▶ **Given task 1**
List every kind of borrowing or debt named in the passage below about paying off a buy-to-let mortgage.

Start of Passage given

Should you pay off B2L mortgage?

Buy to let landlords often wonder if paying their mortgage off early is a good investment.

The answer is it depends on the borrower.

Most of us prefer not to have debt – but as a property business, landlords need to recognise some debt is good and some is bad.

If having mortgage debt on buy to let property worries you and you have the means to repay the loan, then get rid of it. There’s no right or wrong, just personal preference.

But before you rush off to transfer that cash, think the consequences through for your property business.

Property business mortgage interest is an allowable expense that landlords can set off against rental profits.

Every pound of mortgage interest reduces rental profits by a pound, and landlord tax by 20p or 40p a year, depending on if the owner is a low or high rate income tax payer.

Paying down a buy to let mortgage will increase profits and leave the property owner with more income tax to pay.

With that in mind, if the landlord has a mortgage on his or her home, then the interest on that loan does not attract any tax relief, so it makes more sense to pay that borrowing down first rather than a loan against an investment property that is a tax reducer.

Next look at other borrowings.

Credit cards, HP and other finance is likely to have a higher interest rate than a buy to let mortgage. The facility is available for landlords to draw their investment out of a buy to let property while charging the interest on any loan they take to do so against their business.

End of Passage given
Start of Listed records

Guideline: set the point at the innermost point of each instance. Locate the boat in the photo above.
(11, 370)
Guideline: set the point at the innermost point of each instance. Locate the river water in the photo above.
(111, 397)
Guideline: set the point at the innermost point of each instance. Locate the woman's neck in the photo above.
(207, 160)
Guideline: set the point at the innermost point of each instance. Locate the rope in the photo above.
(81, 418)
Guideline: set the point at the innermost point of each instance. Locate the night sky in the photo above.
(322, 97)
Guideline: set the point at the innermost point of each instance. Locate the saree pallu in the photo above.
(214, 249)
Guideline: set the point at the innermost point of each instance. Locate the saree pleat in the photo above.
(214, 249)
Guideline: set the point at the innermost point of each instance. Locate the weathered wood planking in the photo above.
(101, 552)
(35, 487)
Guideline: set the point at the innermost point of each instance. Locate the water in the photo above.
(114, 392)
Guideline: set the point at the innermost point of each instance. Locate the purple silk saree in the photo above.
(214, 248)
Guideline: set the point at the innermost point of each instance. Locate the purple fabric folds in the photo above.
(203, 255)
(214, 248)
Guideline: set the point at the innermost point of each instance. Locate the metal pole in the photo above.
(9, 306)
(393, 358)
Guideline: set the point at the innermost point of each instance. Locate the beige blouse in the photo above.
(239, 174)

End of Listed records

▶ **Given task 2**
Extract each line from the entries above that contains the word "water".

▶ **Complete response 1**
- Buy to let mortgage
- Mortgage on the landlord's home
- Credit cards
- HP
- Other finance

▶ **Complete response 2**
Guideline: set the point at the innermost point of each instance. Locate the river water in the photo above.
Guideline: set the point at the innermost point of each instance. Locate the water in the photo above.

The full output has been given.